What this task involves =
Count the lines in the material below that contain the word "garage". Give only the number.

Source records =
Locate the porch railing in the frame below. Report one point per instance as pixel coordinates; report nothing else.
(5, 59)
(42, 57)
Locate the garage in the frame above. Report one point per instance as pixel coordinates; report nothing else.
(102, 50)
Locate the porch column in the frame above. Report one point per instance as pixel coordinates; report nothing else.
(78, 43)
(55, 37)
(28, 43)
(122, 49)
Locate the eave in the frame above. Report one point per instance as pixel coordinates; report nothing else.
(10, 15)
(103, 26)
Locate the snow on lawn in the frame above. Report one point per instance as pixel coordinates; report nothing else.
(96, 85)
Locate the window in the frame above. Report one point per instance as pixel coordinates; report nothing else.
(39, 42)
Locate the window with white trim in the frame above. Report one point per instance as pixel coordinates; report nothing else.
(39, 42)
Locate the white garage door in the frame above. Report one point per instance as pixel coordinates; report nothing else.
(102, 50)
==
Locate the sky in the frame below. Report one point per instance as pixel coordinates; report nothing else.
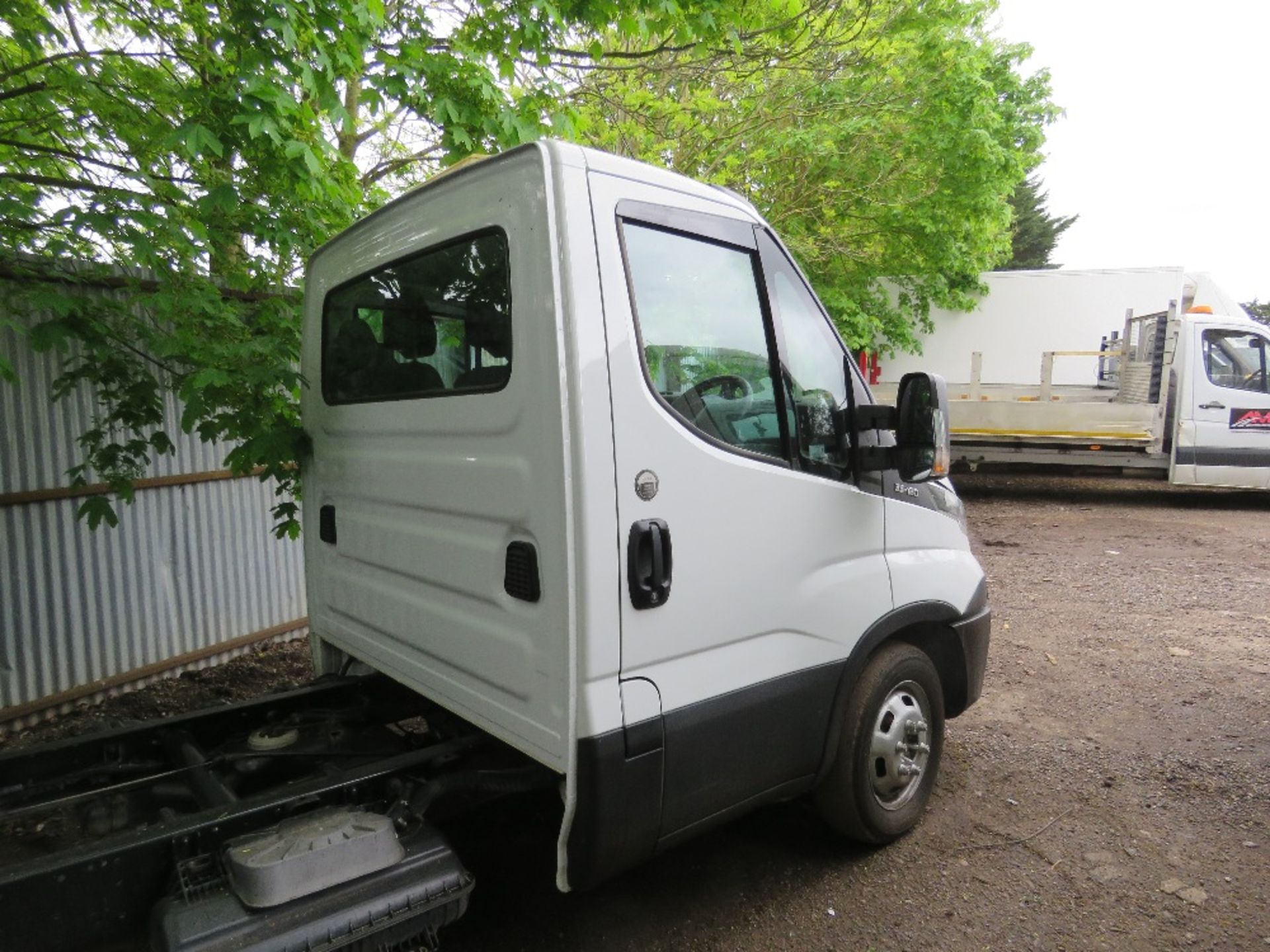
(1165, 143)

Solution to the exercise =
2